- _Stored records_

⁂

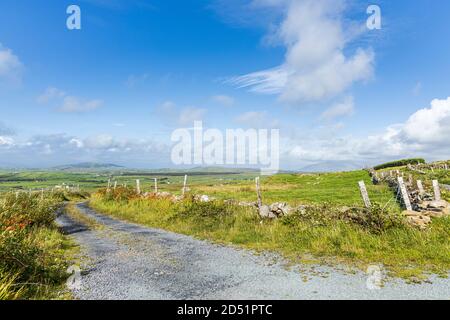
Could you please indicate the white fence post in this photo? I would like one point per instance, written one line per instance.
(258, 192)
(184, 184)
(437, 190)
(420, 187)
(364, 194)
(405, 195)
(138, 186)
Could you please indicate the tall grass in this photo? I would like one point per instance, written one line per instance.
(32, 250)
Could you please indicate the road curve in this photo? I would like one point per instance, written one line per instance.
(128, 261)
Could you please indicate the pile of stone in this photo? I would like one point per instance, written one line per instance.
(275, 210)
(427, 210)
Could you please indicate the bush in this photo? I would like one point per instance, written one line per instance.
(212, 209)
(399, 163)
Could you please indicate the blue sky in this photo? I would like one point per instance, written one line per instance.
(138, 69)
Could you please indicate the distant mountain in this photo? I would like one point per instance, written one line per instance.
(332, 166)
(88, 166)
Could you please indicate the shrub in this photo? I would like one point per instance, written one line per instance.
(375, 220)
(399, 163)
(206, 209)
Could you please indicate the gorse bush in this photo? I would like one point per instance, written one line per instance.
(213, 209)
(30, 244)
(375, 220)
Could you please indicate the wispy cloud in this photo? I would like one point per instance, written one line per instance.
(134, 80)
(223, 100)
(11, 68)
(317, 64)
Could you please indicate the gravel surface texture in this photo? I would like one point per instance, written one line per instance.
(128, 261)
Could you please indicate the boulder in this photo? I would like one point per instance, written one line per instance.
(442, 204)
(280, 209)
(417, 219)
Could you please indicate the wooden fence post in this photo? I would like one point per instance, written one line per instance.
(420, 187)
(138, 186)
(184, 184)
(364, 194)
(437, 190)
(405, 196)
(258, 192)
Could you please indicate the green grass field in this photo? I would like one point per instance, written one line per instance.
(405, 251)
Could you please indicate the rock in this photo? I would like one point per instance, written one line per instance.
(409, 213)
(247, 204)
(442, 204)
(280, 209)
(264, 212)
(434, 214)
(417, 219)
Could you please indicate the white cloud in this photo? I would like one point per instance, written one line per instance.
(224, 100)
(11, 68)
(417, 89)
(6, 141)
(56, 149)
(425, 133)
(256, 119)
(134, 80)
(190, 114)
(68, 103)
(316, 64)
(429, 125)
(345, 108)
(50, 94)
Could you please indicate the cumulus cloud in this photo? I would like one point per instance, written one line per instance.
(345, 108)
(73, 104)
(55, 149)
(425, 133)
(11, 68)
(5, 130)
(224, 100)
(68, 103)
(317, 64)
(50, 94)
(6, 141)
(256, 119)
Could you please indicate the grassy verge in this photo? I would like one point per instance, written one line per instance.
(34, 255)
(406, 252)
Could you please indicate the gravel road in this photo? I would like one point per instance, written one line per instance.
(128, 261)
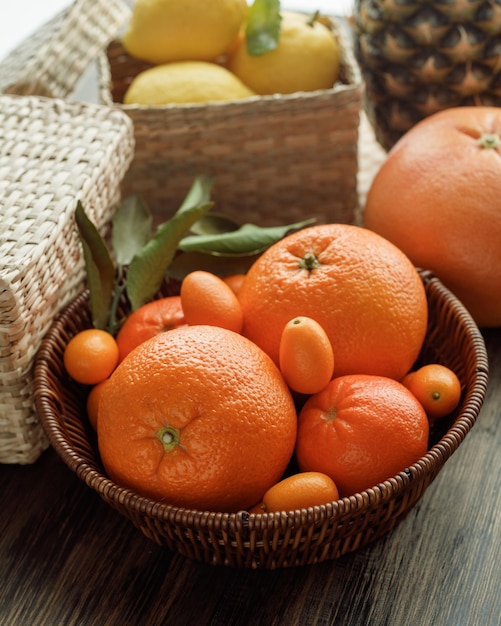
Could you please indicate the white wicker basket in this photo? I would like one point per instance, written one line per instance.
(53, 59)
(52, 154)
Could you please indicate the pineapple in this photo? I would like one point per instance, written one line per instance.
(419, 57)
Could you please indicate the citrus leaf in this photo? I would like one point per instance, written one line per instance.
(99, 268)
(248, 239)
(263, 26)
(149, 266)
(132, 223)
(214, 223)
(187, 262)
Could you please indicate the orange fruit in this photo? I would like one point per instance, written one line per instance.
(92, 403)
(299, 491)
(198, 417)
(207, 299)
(362, 290)
(147, 321)
(90, 356)
(446, 215)
(305, 356)
(361, 430)
(234, 281)
(437, 388)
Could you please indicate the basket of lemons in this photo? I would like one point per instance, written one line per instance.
(266, 100)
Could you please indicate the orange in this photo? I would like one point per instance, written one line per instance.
(207, 299)
(305, 356)
(90, 356)
(362, 290)
(446, 215)
(437, 388)
(147, 321)
(197, 417)
(93, 402)
(234, 281)
(299, 491)
(361, 430)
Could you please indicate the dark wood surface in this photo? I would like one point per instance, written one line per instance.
(66, 558)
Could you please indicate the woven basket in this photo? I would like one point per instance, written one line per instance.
(268, 540)
(51, 155)
(53, 59)
(276, 159)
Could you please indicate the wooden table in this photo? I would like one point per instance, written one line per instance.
(66, 558)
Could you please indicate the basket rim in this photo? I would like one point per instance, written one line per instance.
(339, 510)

⁂

- _Task to complete_
Copy out every line from the one containing "Could you please indicate the white wicker" through the end of the items, requests included. In the answers, shift each coordinate by adding 72 to it.

- _Expected answer_
Could you please indicate the white wicker basket in this photo? I would like one point per instance, written one line per instance.
(125, 131)
(124, 226)
Could you please indicate the pineapple in this photo? I would like one point per instance, written one line per instance.
(491, 129)
Could you please indicate the citrus leaf in this photo? I would like one point per instance, written one line per instance.
(171, 340)
(320, 311)
(335, 98)
(221, 338)
(204, 295)
(286, 295)
(259, 334)
Could you please indicate the orange fruit in this photo? I would like one point per instance, written one line per instance.
(164, 475)
(371, 563)
(270, 489)
(279, 371)
(434, 362)
(219, 393)
(162, 428)
(518, 287)
(377, 428)
(433, 502)
(306, 353)
(509, 460)
Could you please indicate the basket of lemons in this photo? I would like one point per instance, written one line per instance.
(338, 172)
Could you please indicate the orange in this photo? I would like one point per instance, written one line per instance.
(279, 371)
(377, 428)
(162, 428)
(434, 362)
(518, 287)
(509, 460)
(219, 393)
(269, 489)
(165, 474)
(306, 353)
(371, 563)
(433, 502)
Could you please indicate the dark wood surface in this photo? I would like one point per instance, written one line per instance.
(138, 630)
Could you please indicate the woven basket in this photo? I would like one point per instance, written one line per instance.
(340, 612)
(123, 227)
(125, 131)
(348, 231)
Could you please indicate the wooden table in this photo? I would like one point per instance, written one line per instance.
(138, 630)
Could you please indicate the basket rim in this photo? I would like one point per instance, written one line per instance.
(411, 582)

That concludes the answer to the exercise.